▶ [Exercise directions]: Restate every entry word for word.

[Excerpts of location labeling data]

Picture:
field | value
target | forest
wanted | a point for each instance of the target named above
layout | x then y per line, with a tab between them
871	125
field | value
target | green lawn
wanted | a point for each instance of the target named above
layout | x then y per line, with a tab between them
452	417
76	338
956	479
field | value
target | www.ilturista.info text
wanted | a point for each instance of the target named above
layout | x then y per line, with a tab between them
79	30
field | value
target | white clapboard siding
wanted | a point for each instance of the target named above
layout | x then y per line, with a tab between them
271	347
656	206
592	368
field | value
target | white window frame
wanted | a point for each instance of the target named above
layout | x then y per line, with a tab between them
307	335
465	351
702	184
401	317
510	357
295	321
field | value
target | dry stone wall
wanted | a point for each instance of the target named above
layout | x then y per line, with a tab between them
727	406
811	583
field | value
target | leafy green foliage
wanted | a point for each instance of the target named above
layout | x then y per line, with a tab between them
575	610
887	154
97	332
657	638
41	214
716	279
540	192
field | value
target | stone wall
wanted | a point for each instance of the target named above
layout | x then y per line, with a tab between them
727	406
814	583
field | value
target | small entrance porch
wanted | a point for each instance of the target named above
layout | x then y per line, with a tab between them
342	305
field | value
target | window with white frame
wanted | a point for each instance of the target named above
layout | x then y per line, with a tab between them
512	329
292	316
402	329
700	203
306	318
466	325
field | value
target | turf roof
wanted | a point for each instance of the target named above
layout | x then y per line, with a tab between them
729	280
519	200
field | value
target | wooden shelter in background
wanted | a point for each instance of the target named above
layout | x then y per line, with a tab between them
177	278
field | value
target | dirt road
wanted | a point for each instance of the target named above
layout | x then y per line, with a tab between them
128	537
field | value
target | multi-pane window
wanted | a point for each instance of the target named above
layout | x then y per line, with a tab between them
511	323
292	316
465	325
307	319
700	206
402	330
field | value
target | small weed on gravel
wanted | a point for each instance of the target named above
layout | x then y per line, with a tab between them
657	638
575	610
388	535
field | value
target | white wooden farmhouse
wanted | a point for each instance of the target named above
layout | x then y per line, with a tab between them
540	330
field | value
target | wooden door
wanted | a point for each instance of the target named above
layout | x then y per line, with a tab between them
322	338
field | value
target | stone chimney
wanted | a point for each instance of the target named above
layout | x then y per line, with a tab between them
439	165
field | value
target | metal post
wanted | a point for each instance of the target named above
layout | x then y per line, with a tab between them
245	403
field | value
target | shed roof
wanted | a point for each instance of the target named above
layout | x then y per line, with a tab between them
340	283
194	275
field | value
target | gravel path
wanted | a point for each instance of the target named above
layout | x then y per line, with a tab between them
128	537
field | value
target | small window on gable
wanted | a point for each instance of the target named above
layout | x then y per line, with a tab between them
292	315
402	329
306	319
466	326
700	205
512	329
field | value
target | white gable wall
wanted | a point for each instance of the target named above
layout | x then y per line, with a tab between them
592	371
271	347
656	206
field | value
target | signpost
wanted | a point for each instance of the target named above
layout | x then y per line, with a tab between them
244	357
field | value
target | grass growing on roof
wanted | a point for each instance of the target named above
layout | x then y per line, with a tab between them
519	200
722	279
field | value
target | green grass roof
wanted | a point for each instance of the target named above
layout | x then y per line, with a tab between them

▶ [The answer]:
Picture:
field | value
target | forest
wanted | a point for each instance of the target named above
layout | x then y per line, with a tab between them
871	125
field | value
target | green lawn
wanted | a point for each instance of the target named above
layout | x then y per line, with a tab between them
452	417
76	338
956	479
field | value
target | www.ilturista.info text
wanted | a point for each instance of the target named above
layout | x then y per line, with a tab between them
79	30
field | value
target | white clapboard siding
wanted | a point for each instance of the target named above
layout | x then y per line, with a tab between them
271	347
656	206
592	368
field | value
target | white window frame
wanted | a point for each instance of the target named above
layout | x then y per line, with a tab between them
307	335
465	351
702	184
401	317
510	357
295	321
field | value
target | dry stone wall
wanted | a point for each instance of the target named above
layout | x then y per line, with a tab between them
727	406
811	583
field | value
target | leafy green foliage
wanted | a point for each instance of the target named above
layout | x then y per line, with a tab between them
575	610
887	154
97	332
657	638
41	214
716	279
540	192
field | value
target | stone wall
wanted | a point for each instance of the target named above
layout | x then y per line, with a tab between them
727	406
814	583
field | value
target | small entrance porch
wanted | a point for each instance of the target named above
layout | x then y per line, with a tab between them
342	305
field | value
target | window with white frame
wanted | a point for each instance of the target named above
layout | x then y per line, with a tab between them
512	329
292	316
402	329
700	203
306	318
466	325
field | value
target | turf roof
wanted | a point for each instance of the target named above
layout | x then y per line, with a tab between them
729	280
519	200
field | value
target | wooden shelter in background
wanted | a point for each instance of the target named above
layout | x then y per line, with a tab between them
177	278
field | value
target | dirt road
wanted | a point for each instance of the target named above
layout | x then y per line, with a tab between them
128	537
field | value
target | multi-pane window
wanted | a point for each instance of the target named above
layout | x then y per line, with a tab between them
511	323
292	316
465	325
307	319
700	206
402	330
field | value
target | small weed on gravel
wanted | a point for each instance of the target named above
layout | x then y per line, with a tab between them
657	638
575	610
388	535
field | value
target | white wooden farmhouse
wanted | a point for each instance of the target named above
layout | x then y per line, with a tab between them
540	330
field | value
target | wooden door
wanted | a point for each instance of the target named above
layout | x then y per line, with a tab between them
322	338
field | value
target | stone chimney
wanted | a point for each instance of the target named above
layout | x then y per line, with a tab between them
439	165
field | value
target | metal post
wanted | a point for each instance of the target named above
layout | x then y per line, with a tab between them
245	403
field | value
target | shed roof
wanted | a point for each instance of the target named above
layout | x then y per line, with a tab between them
340	283
194	275
field | value
target | gravel path
wanted | a point for each instance of the target named above
layout | x then y per line, with a tab between them
128	537
field | value
target | small window on gable
wanted | a point for each instance of the target named above
layout | x then y per line, with a tab between them
292	315
402	329
306	319
466	326
700	205
512	329
field | value
target | white gable wall
wanted | a point for each instance of the target named above
layout | x then y per line, with a tab between them
592	371
271	347
656	206
field | value
target | signpost
wanted | a point for each instance of the target named above
layout | x then y per line, with a tab between them
244	357
field | value
target | grass growing on roof
wanted | a point for each instance of the target named above
layout | x then y per line, with a tab between them
519	200
722	279
field | value
target | green grass roof
wanted | a point for each instance of the target named above
layout | x then y per line, with a tab between them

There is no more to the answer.